:: RECORDS SUPPLIED

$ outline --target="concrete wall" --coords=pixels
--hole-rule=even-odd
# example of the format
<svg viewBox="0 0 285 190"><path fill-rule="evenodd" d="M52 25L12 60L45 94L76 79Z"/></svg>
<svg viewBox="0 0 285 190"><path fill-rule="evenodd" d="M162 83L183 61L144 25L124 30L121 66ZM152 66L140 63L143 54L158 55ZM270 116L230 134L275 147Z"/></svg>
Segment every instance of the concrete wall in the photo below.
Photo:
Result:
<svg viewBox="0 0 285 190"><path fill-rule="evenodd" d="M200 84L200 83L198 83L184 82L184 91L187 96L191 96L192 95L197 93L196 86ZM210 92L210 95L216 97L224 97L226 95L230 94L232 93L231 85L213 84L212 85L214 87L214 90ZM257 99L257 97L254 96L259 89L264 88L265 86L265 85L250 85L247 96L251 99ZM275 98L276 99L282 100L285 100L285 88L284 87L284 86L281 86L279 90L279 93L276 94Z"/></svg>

::::

INSTRUCTIONS FOR THE TASK :: Rewrite the data above, from its first line through the line containing "25L12 60L45 94L76", as a Markdown table with the columns "No." and "Text", numbering each line and leaving out any blank lines.

THE ANSWER ::
| No. | Text |
|---|---|
| 1 | $ outline --target="concrete wall" --coords=pixels |
| 2 | --hole-rule=even-odd |
| 3 | # example of the format |
| 4 | <svg viewBox="0 0 285 190"><path fill-rule="evenodd" d="M52 25L12 60L45 94L76 79Z"/></svg> |